• Requirement: Look through the data below for the line with "# test: identify one keypoint per instance of the short", and transcribe it exactly together with each line after it up to and including the line with "the basketball shoe". Give nothing else.

Point localization data
# # # # #

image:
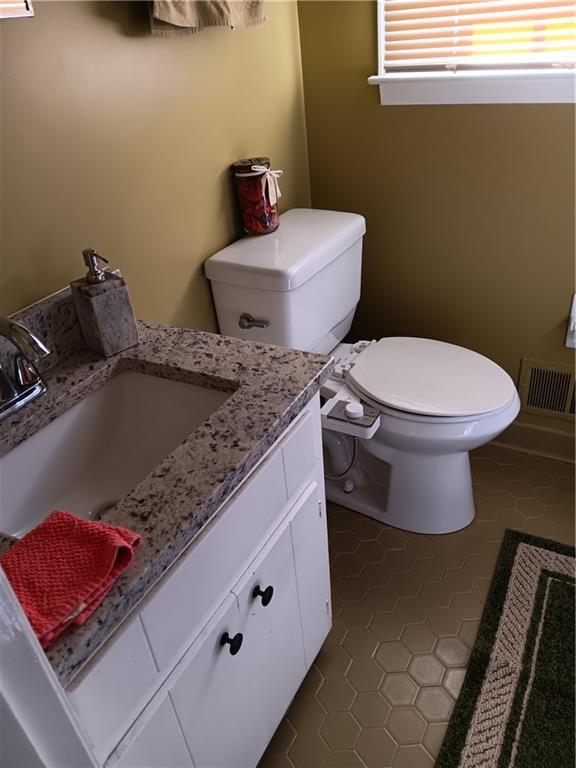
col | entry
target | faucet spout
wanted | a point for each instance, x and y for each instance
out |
(27, 384)
(27, 342)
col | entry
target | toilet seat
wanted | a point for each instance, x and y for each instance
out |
(429, 378)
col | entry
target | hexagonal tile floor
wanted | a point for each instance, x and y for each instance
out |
(406, 610)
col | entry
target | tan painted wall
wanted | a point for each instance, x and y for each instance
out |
(470, 209)
(121, 142)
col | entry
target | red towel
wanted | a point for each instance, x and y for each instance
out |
(62, 570)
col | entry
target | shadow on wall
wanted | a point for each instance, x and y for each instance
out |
(131, 18)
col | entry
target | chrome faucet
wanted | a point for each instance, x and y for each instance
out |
(27, 384)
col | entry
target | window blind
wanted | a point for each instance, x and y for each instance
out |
(477, 34)
(10, 9)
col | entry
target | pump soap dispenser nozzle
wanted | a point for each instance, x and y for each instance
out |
(103, 307)
(91, 258)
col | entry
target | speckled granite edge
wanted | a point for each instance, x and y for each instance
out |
(269, 386)
(54, 320)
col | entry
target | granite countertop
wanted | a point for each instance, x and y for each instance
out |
(269, 386)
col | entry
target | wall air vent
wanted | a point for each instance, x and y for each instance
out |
(547, 388)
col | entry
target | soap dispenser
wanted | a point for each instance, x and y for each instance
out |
(103, 307)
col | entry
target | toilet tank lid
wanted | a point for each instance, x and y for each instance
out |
(306, 241)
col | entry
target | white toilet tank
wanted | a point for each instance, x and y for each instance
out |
(302, 280)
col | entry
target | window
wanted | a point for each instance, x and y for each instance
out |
(476, 51)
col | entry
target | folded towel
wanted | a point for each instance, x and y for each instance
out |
(170, 18)
(62, 570)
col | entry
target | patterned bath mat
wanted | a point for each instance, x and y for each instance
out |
(516, 707)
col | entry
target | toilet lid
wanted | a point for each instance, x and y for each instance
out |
(430, 378)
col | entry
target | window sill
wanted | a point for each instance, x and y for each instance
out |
(557, 87)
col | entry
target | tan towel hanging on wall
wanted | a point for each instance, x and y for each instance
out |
(170, 18)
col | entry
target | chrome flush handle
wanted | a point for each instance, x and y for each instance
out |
(246, 321)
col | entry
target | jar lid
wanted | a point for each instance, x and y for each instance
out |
(245, 166)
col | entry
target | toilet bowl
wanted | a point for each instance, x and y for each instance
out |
(432, 401)
(414, 473)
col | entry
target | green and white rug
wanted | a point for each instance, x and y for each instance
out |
(516, 707)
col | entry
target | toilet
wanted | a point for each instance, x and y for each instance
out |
(399, 414)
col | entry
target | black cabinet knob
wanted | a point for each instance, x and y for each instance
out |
(266, 595)
(235, 642)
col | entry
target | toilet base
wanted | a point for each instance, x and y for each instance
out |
(423, 493)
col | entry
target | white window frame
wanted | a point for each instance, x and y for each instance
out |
(504, 86)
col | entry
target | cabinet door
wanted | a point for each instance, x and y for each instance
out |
(310, 545)
(159, 743)
(271, 622)
(215, 698)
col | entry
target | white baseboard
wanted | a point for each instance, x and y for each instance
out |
(541, 441)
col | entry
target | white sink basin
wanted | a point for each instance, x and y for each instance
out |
(91, 456)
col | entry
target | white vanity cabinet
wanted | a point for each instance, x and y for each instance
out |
(223, 675)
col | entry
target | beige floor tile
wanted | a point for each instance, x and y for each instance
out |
(418, 638)
(336, 694)
(360, 643)
(399, 689)
(413, 757)
(406, 725)
(434, 704)
(453, 680)
(376, 747)
(452, 652)
(433, 737)
(365, 675)
(371, 710)
(386, 626)
(406, 613)
(346, 758)
(426, 670)
(340, 730)
(393, 657)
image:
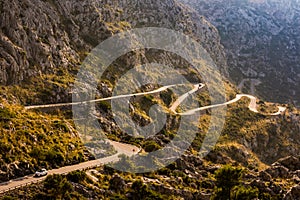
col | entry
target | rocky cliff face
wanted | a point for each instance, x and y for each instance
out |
(261, 39)
(52, 37)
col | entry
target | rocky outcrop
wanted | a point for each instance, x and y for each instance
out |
(261, 39)
(53, 37)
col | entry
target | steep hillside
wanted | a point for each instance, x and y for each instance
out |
(261, 39)
(43, 44)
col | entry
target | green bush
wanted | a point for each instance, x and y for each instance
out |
(227, 177)
(77, 176)
(244, 193)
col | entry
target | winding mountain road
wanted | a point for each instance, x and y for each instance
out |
(122, 148)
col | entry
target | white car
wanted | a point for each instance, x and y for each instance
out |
(41, 172)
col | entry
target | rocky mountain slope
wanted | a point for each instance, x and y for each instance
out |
(42, 46)
(261, 39)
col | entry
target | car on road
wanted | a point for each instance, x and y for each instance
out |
(41, 172)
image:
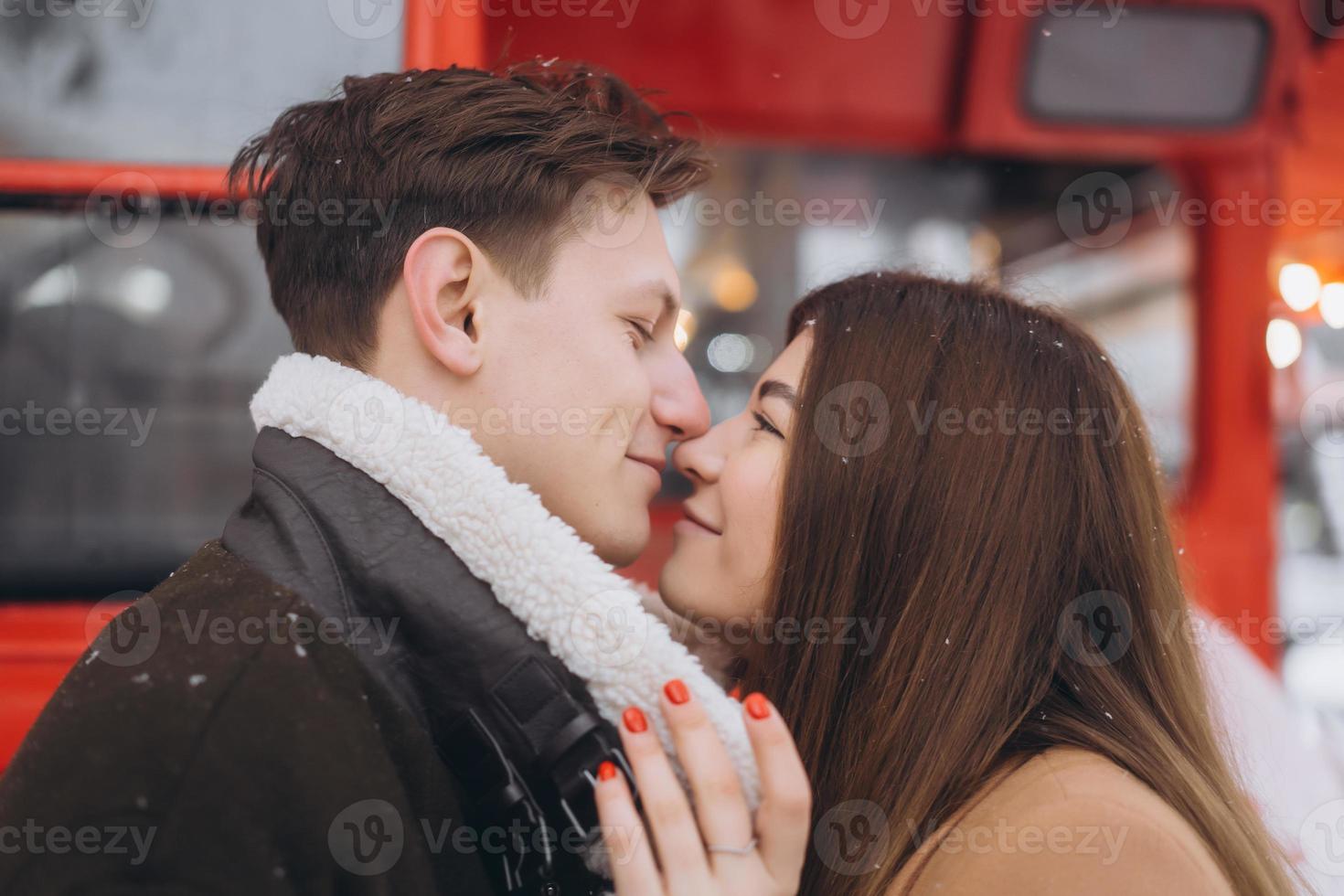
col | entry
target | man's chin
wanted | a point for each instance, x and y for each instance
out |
(623, 546)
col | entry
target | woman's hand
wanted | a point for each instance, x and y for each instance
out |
(715, 848)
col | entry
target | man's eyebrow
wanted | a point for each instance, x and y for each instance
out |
(774, 389)
(659, 289)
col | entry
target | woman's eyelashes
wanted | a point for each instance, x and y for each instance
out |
(765, 426)
(645, 332)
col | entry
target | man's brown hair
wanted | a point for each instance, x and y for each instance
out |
(497, 156)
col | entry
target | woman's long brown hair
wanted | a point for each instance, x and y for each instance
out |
(984, 549)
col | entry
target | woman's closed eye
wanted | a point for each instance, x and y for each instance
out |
(644, 332)
(763, 425)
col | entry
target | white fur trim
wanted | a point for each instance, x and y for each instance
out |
(538, 567)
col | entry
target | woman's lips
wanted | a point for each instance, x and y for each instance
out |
(694, 523)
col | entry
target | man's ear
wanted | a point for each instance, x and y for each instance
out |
(443, 272)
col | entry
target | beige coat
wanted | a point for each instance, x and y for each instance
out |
(1069, 822)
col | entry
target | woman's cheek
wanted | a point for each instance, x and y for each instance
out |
(754, 496)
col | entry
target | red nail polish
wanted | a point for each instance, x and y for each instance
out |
(635, 720)
(757, 706)
(677, 690)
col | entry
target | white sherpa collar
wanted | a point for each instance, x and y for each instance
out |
(538, 567)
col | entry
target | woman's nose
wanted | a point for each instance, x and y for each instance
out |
(700, 460)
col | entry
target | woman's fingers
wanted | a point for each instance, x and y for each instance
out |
(634, 869)
(669, 817)
(784, 817)
(720, 804)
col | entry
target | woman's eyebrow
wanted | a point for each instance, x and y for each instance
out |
(775, 389)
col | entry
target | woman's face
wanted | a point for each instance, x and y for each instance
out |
(723, 547)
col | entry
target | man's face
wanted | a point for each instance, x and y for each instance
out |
(583, 402)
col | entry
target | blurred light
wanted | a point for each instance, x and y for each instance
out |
(1332, 305)
(684, 329)
(1304, 524)
(145, 292)
(1300, 285)
(730, 352)
(732, 288)
(1284, 341)
(54, 288)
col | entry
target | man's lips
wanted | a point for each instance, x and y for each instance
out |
(694, 517)
(656, 463)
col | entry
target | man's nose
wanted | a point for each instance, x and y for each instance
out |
(677, 402)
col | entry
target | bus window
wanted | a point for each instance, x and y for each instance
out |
(175, 82)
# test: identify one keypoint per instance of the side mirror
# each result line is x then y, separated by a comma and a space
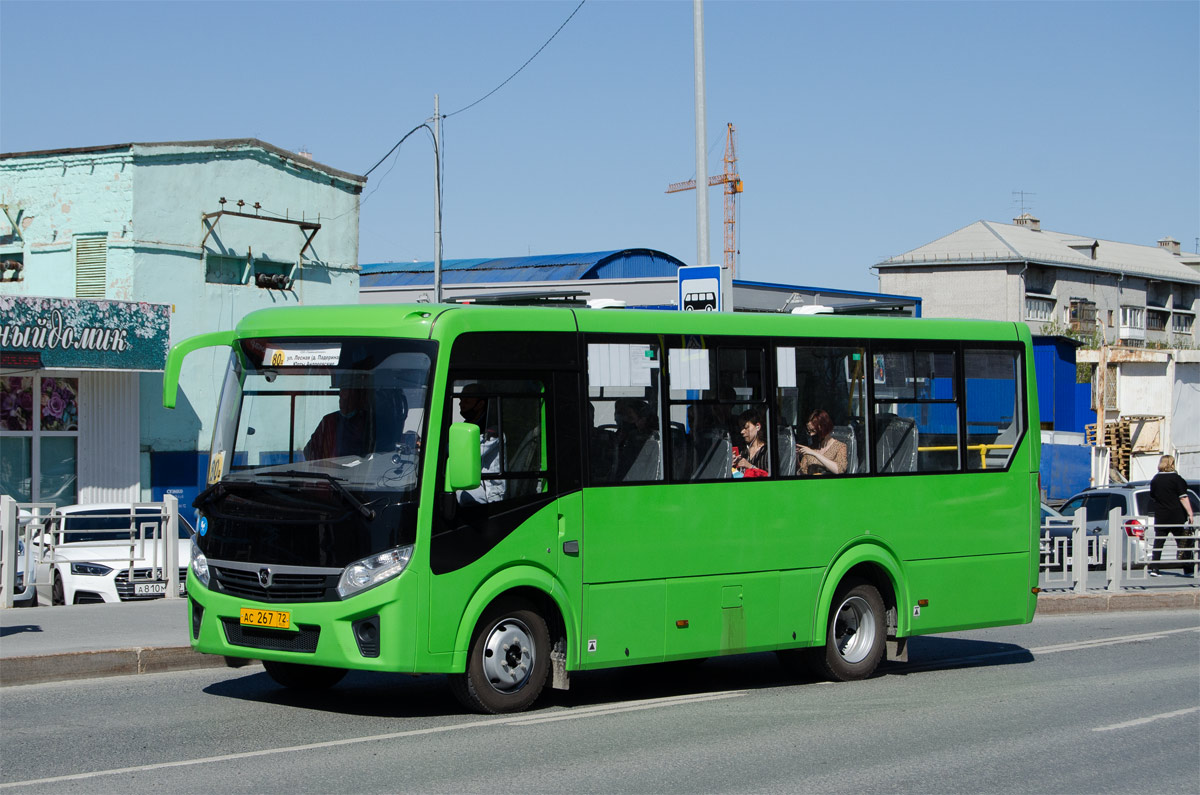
463, 465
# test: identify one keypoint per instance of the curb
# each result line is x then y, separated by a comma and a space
1104, 602
156, 659
89, 664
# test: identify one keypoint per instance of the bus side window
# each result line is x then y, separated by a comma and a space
916, 411
511, 418
815, 378
624, 428
995, 423
712, 382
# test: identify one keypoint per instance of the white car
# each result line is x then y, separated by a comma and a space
87, 555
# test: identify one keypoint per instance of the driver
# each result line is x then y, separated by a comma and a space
346, 431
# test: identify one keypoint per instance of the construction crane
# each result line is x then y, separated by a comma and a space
732, 187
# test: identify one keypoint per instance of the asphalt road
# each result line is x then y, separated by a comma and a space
1091, 703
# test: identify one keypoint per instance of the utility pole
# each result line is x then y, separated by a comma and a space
437, 199
702, 258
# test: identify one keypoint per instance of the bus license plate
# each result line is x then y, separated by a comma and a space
273, 619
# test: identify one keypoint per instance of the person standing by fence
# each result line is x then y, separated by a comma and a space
1173, 509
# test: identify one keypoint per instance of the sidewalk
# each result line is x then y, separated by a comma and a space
49, 644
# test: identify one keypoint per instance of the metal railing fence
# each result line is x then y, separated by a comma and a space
36, 530
1123, 549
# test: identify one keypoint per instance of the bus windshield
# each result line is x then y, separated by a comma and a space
347, 411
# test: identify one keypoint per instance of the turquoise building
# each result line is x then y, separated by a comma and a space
109, 255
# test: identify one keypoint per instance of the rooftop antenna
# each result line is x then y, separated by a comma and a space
1020, 201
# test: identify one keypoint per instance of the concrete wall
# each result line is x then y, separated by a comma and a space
1164, 383
997, 292
985, 292
149, 202
55, 197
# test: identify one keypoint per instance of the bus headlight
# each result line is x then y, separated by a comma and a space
199, 565
372, 571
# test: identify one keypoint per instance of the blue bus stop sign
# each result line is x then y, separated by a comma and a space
700, 288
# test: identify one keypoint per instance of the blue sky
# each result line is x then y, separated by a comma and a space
864, 129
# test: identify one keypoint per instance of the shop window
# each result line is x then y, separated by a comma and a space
39, 448
1038, 309
91, 267
1083, 316
225, 270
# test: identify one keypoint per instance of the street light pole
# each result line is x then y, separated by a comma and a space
437, 199
697, 17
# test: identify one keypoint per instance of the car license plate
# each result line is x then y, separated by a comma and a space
273, 619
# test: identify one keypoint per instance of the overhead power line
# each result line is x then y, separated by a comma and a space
522, 66
396, 147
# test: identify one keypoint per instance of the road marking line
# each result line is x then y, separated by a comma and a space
937, 664
1138, 722
600, 710
573, 715
1109, 641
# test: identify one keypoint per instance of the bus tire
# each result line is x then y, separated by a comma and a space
508, 662
856, 633
298, 676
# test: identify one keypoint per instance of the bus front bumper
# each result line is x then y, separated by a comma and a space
370, 631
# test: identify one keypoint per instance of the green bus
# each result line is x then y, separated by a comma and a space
507, 495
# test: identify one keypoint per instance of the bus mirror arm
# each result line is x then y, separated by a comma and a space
463, 460
448, 501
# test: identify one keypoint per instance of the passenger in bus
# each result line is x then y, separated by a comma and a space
346, 431
473, 408
755, 452
637, 424
826, 455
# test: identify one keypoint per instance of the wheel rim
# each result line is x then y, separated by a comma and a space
508, 656
853, 629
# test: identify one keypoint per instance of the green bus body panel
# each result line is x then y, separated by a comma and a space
175, 360
509, 579
678, 571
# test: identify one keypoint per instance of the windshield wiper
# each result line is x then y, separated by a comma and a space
365, 510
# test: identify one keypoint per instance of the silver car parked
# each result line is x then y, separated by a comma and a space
1132, 498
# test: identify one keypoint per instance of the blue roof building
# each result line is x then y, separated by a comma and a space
641, 278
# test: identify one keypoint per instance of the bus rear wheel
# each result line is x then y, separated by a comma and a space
298, 676
856, 633
508, 663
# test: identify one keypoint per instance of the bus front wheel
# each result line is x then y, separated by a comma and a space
298, 676
508, 662
856, 633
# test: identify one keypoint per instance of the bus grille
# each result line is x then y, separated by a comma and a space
273, 639
285, 587
125, 589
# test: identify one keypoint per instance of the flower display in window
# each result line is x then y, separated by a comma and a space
16, 404
60, 404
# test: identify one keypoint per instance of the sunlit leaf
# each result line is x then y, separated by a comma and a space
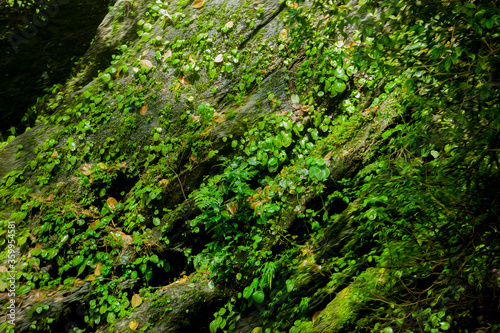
198, 4
146, 63
133, 325
219, 58
136, 300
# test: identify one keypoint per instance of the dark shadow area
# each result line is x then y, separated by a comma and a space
39, 51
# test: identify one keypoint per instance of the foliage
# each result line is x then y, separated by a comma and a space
273, 222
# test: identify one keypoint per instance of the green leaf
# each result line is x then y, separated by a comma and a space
319, 173
272, 164
339, 86
258, 296
213, 326
444, 325
247, 292
156, 221
286, 139
77, 261
24, 289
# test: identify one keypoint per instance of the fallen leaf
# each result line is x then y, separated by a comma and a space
283, 34
78, 282
136, 300
133, 325
315, 316
127, 239
219, 58
97, 270
112, 203
85, 169
183, 81
94, 225
198, 4
146, 63
232, 208
183, 280
167, 55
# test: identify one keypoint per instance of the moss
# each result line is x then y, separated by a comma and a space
347, 303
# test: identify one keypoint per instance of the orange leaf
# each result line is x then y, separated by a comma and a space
219, 58
97, 270
94, 225
133, 325
122, 165
136, 300
85, 169
198, 4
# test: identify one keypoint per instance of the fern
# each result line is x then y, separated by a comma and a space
207, 196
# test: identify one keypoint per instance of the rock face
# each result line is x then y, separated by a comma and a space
39, 44
216, 167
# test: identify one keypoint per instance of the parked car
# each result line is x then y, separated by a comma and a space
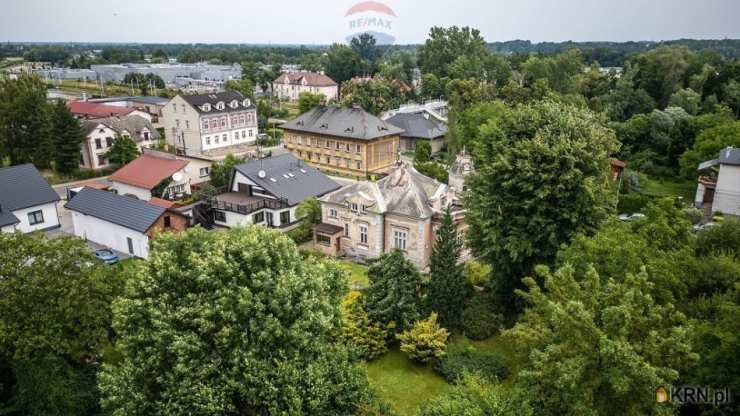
107, 256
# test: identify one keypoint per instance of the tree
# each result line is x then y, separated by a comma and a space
342, 63
242, 86
307, 101
124, 150
425, 341
394, 295
245, 332
368, 338
68, 137
221, 171
542, 176
54, 323
446, 294
598, 347
25, 125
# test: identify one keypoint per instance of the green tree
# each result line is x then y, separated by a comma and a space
425, 341
393, 298
342, 63
221, 171
446, 293
598, 347
54, 324
308, 100
68, 137
25, 124
542, 176
124, 150
247, 331
243, 86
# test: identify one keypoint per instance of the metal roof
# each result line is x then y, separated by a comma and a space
287, 177
125, 211
22, 186
353, 123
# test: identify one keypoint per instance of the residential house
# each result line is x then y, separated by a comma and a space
719, 189
87, 109
420, 126
101, 132
27, 202
120, 222
401, 211
348, 141
143, 176
209, 124
290, 85
268, 191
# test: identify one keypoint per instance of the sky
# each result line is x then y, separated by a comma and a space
324, 21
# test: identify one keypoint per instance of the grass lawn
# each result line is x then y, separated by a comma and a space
403, 383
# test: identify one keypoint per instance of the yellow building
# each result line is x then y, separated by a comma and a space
348, 141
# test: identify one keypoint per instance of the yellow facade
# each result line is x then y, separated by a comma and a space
343, 155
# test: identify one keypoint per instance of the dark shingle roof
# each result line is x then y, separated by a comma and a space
21, 187
418, 126
302, 181
353, 123
125, 211
226, 97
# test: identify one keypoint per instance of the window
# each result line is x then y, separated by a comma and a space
35, 217
363, 234
285, 217
399, 239
323, 240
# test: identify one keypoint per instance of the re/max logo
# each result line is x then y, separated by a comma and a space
694, 395
369, 21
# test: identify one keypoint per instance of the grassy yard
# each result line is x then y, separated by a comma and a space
406, 385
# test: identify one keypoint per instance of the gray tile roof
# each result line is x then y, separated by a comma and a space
353, 123
125, 211
416, 125
302, 181
21, 187
729, 156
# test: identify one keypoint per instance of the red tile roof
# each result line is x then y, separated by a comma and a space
147, 171
86, 108
313, 79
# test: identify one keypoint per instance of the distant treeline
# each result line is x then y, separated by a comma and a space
79, 54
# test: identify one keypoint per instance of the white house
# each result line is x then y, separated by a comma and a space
122, 223
210, 123
140, 177
723, 193
268, 191
27, 202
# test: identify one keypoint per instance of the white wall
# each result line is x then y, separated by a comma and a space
109, 234
727, 192
51, 218
126, 189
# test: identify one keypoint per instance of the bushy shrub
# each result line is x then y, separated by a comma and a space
480, 321
367, 338
468, 360
425, 341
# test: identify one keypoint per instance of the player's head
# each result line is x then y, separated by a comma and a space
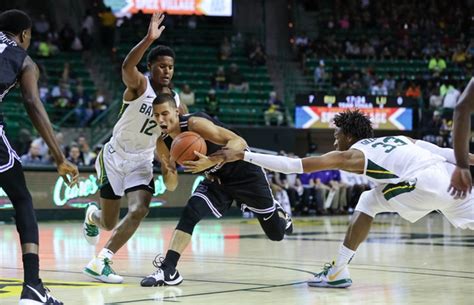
351, 126
166, 112
17, 23
160, 62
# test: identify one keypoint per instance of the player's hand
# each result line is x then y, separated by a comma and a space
69, 172
461, 183
226, 155
169, 164
199, 165
155, 28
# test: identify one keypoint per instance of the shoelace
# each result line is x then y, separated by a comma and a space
157, 263
108, 269
49, 296
326, 268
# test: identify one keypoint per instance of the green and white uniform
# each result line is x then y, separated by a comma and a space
126, 160
411, 180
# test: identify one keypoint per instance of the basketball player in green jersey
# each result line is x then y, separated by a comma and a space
461, 180
412, 178
125, 164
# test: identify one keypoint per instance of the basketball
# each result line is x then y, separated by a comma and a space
184, 145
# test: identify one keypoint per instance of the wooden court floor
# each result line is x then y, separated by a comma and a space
231, 262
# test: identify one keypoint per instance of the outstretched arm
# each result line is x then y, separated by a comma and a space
351, 160
35, 109
461, 180
462, 125
215, 134
132, 78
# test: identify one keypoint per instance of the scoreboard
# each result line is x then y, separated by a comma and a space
385, 112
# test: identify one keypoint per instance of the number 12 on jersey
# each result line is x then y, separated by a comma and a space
148, 126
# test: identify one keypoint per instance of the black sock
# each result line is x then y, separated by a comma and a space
31, 268
171, 259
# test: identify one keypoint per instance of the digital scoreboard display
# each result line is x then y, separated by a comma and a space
222, 8
385, 112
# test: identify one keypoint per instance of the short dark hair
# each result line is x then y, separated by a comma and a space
159, 51
165, 98
354, 123
14, 21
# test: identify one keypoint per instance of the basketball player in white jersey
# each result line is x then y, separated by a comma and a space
412, 178
461, 180
125, 164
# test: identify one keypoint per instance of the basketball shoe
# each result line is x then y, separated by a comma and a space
99, 269
332, 277
90, 229
287, 217
164, 275
37, 295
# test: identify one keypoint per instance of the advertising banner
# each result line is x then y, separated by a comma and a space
50, 192
382, 118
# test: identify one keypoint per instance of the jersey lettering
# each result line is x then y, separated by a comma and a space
148, 126
389, 143
146, 110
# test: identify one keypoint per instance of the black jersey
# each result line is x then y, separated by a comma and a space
231, 169
12, 57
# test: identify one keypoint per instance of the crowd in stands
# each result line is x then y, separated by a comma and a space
63, 90
356, 38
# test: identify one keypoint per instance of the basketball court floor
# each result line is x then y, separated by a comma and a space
231, 262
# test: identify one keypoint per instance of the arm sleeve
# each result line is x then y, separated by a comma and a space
275, 163
446, 153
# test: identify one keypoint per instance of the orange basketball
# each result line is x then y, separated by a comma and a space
184, 145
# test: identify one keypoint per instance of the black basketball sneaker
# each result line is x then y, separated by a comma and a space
163, 276
289, 222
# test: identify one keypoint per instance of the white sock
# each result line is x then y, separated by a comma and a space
106, 253
345, 256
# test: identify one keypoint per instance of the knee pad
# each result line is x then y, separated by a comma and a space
25, 219
192, 213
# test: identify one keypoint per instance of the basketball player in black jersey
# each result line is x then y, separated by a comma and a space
17, 66
240, 181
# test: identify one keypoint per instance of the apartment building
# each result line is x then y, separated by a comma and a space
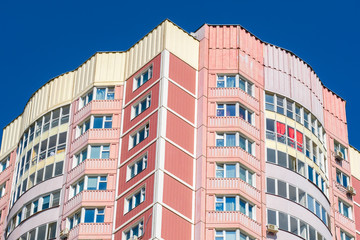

# # # # #

• Problem solution:
# test: identify one keypoint per instance of the short dark hair
# each result line is x then y, separated by a comma and a space
159, 51
165, 98
354, 123
14, 21
# test: identify one keypoint per instance of the basketball player in white jersey
# each result line is x then y, separated by a comma and a space
412, 178
461, 180
125, 164
# test: identify one keypoint per instance of the basketball shoe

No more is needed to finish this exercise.